▶ **YOUR TASK**
Put the material from the line with "Would it be possible for you to detect the window frame" up to and including the line with "[105,197,116,215]" into a Markdown table with the columns Row and Line. Number each line in Row, put its text in Line, and leave out blank lines.

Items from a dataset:

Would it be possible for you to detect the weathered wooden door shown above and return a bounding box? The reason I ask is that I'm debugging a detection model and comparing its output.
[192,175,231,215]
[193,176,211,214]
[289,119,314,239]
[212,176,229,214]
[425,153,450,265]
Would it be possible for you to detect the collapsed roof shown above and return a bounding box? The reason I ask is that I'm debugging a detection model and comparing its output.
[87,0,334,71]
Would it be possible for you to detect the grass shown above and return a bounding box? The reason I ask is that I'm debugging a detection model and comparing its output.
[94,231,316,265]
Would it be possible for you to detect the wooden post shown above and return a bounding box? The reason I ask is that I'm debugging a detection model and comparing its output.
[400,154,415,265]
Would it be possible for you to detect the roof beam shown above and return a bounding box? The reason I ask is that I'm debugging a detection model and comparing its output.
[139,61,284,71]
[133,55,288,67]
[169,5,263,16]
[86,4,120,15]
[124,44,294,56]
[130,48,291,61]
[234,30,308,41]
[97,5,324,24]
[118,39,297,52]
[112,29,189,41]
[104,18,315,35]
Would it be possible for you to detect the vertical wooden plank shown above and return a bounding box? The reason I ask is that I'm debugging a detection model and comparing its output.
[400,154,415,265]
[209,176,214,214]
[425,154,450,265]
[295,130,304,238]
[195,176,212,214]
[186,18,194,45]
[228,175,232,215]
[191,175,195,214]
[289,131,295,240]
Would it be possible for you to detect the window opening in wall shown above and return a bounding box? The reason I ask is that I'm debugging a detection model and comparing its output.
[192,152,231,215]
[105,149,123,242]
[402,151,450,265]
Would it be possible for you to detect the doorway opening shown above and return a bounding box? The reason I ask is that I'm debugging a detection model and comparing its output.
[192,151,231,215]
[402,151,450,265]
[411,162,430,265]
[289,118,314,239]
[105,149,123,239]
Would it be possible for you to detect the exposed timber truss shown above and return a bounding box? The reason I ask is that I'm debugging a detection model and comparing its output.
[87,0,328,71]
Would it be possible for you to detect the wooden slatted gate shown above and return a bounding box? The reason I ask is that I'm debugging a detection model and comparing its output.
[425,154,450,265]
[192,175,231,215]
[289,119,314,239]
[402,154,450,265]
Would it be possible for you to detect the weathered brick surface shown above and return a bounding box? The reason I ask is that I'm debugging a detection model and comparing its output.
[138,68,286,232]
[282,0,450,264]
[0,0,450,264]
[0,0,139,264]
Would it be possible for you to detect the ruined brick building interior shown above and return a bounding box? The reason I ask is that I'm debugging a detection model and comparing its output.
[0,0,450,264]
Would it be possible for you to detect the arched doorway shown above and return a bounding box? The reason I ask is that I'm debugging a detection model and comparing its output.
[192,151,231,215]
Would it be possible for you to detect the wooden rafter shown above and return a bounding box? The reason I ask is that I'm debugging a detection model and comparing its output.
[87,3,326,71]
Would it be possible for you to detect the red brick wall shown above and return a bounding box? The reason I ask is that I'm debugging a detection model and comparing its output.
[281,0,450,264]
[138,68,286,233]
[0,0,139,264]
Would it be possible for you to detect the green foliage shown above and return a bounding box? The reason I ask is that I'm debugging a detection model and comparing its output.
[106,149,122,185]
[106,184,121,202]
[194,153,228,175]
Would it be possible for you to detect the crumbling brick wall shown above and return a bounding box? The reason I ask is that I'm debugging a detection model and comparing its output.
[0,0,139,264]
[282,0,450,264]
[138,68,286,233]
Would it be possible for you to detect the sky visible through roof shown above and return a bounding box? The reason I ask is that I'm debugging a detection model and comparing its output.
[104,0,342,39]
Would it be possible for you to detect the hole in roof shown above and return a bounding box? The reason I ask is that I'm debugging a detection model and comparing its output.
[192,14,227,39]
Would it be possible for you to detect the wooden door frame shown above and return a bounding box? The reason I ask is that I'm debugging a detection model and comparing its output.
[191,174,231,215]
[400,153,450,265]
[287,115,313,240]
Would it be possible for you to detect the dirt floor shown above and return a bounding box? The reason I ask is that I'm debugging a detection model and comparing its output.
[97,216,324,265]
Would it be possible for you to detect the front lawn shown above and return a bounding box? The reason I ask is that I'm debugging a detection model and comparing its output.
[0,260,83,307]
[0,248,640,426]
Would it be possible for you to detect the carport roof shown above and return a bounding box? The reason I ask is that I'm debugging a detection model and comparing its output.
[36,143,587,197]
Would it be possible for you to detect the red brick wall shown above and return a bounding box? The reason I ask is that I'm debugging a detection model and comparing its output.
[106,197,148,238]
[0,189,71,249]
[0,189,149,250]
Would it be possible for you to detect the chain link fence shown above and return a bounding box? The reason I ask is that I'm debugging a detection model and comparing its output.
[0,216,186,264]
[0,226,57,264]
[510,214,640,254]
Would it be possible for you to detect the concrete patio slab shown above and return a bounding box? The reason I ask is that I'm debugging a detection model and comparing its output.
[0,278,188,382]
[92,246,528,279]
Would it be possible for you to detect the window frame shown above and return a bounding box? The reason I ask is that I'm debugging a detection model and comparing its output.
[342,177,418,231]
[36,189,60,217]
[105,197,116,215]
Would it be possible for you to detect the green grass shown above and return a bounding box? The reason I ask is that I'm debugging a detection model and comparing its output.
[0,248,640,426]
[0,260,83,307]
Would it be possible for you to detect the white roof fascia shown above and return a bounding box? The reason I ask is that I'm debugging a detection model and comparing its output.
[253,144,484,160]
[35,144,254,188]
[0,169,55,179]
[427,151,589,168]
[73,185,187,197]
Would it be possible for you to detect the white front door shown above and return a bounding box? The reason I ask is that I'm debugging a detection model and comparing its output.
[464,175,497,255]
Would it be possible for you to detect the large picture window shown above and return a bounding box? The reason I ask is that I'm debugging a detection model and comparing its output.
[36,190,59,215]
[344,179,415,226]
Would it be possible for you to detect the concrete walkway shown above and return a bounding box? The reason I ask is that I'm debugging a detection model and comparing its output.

▶ **EXERCISE OUTPUT**
| Row | Line |
|---|---|
| 1 | Would it be possible for you to detect the window frame shown above and return a bounding box? The reason I ask is that I'm debugging a detection model and comparing its output. |
| 2 | [342,177,418,231] |
| 3 | [36,189,60,217] |
| 4 | [105,197,116,215] |